→ DIRECTION
Please continue the forum thread below about smoking potatoes, picking up right after its last line.
-------- QUOTED TEXT
# smoked potatoes worth it?



## flyinion

Are they really good?  I was using a rigged way of holding my air temp probe thermometer with those black binder clip type things but then I read about using a potato and Jeff saying they're great to eat as well.  Anyone know if they would be done in 2-3 hours if I'm smoking around 225-270?  (going to do a tri-tip and temp might be running high).  I read in another potato thread about pre-nuking them to get them started.  If it helps, the potatoes are each 3/4 pounds (good sized russets)


----------



## pops6927

I've smoked them before and nuking them first to semi-done (about 3 min per) does the trick.  I mash them into a smokey mashed potato and they're great!

Also, almost forgot, I did some for my graduation, fingerling potatoes.  They were cold smoked (bless Todd for his AMNPS!) and hard, but with a great smokey flavor, so we sliced them and baked them in the oven and wow, what great flavor!


----------



## jrod62

*smoked potatoes worth it?
	

	
	
		
		



		
			




*

once you have a smoked potatoes you will never but them in the oven again !!!!

I have never nuke them. really don't see the need to. At 275 should get done  in 3 hours.


----------



## jrod62

Pops6927 said:


> I've smoked them before and nuking them first to semi-done (about 3 min per) does the trick.  I mash them into a smokey mashed potato and they're great!
----------------
-------- EXTRACTED MATERIAL
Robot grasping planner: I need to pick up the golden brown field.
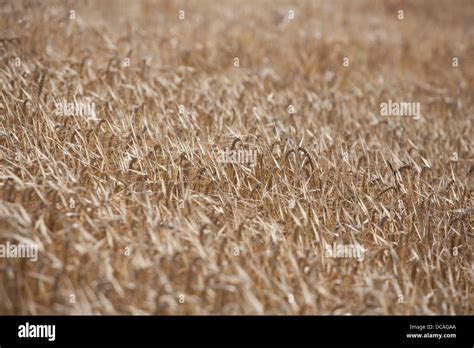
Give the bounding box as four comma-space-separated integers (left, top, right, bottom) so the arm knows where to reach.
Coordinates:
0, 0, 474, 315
----------------
-------- EXTRACTED MATERIAL
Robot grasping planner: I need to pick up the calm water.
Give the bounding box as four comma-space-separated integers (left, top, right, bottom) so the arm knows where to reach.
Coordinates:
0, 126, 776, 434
----------------
→ REPLY TO THE EXERCISE
> 
> Also, almost forgot, I did some for my graduation, fingerling potatoes.  They were cold smoked (bless Todd for his AMNPS!) and hard, but with a great smokey flavor, so we sliced them and baked them in the oven and wow, what great flavor!


will have to try this one.


----------



## michael ark

Soo worth it.:drool


----------



## s2k9k

If you already have one heat source going, why turn on the oven? 

I wash them good then do a spiral cut around them just a little deeper than the skin and rub them with EVOO, kosher salt, pepper and any other spice that sounds good at the time. I then nuke them for a couple of minutes just to pre-heat, it does cut down on the cook time, then onto the smoker and they are done in a couple of hours. They are really good, much different than a baked potato in the oven.


----------



## jirodriguez

If you have time twice-smoked potato's are friggin awesome! 
	

	
	
		
		



		
		
	


	





I rub em with EVOO, and a little salt, then smoke them for about 3 hrs., cut/scrape out the insides, mash all the insides up with some sour cream, green onions, chedder cheese (or blue cheese), and some crumbled bacon, refill the hallowed out taters with the mashed up filling and back into the smoker for 2 to 3 hrs. Your family will literally be fighting for any left overs for lunch the next day.... lol.


----------



## flyinion

Hmmm, well I think I did something wrong.  I have a few ideas of what but not 100% sure.  I used a couple russet potatoes from the bulk display that were about 12oz each and nuked them for about 5 minutes before they went on.  They smoked at about 225-235 for about 2 1/2 hours while my meat smoked as well (was using one potato to hold the air temp probe).  The potatoes ended up tough on the outside with tough dry skin, and the insides were not fully done.  I'm thinking I used way too large of potatoes (the not done problem) and also left them on too long (the tough problem).  We ended up nuking them for about 2 minutes to try and finish off the insides.  They felt done from the outside but once we cut them it was obvious they weren't.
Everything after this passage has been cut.